** Start of GIVEN DATA **

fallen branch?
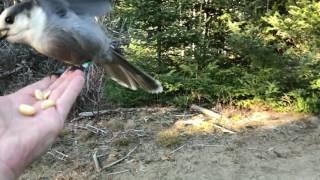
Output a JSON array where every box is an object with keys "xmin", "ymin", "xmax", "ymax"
[
  {"xmin": 190, "ymin": 104, "xmax": 222, "ymax": 119},
  {"xmin": 107, "ymin": 170, "xmax": 130, "ymax": 176},
  {"xmin": 213, "ymin": 124, "xmax": 236, "ymax": 134},
  {"xmin": 79, "ymin": 108, "xmax": 173, "ymax": 117},
  {"xmin": 47, "ymin": 150, "xmax": 69, "ymax": 161},
  {"xmin": 92, "ymin": 151, "xmax": 101, "ymax": 172},
  {"xmin": 169, "ymin": 144, "xmax": 187, "ymax": 154},
  {"xmin": 102, "ymin": 146, "xmax": 138, "ymax": 169}
]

** End of GIVEN DATA **

Return every line of the material above verbatim, leaving out the picture.

### WRITTEN RESPONSE:
fallen branch?
Output a JSON array where every box is an object with keys "xmin", "ymin", "xmax", "ymax"
[
  {"xmin": 190, "ymin": 104, "xmax": 222, "ymax": 119},
  {"xmin": 107, "ymin": 170, "xmax": 130, "ymax": 176},
  {"xmin": 213, "ymin": 124, "xmax": 236, "ymax": 134},
  {"xmin": 79, "ymin": 108, "xmax": 173, "ymax": 117},
  {"xmin": 47, "ymin": 150, "xmax": 69, "ymax": 161},
  {"xmin": 92, "ymin": 151, "xmax": 101, "ymax": 172},
  {"xmin": 169, "ymin": 144, "xmax": 187, "ymax": 154},
  {"xmin": 102, "ymin": 146, "xmax": 138, "ymax": 169}
]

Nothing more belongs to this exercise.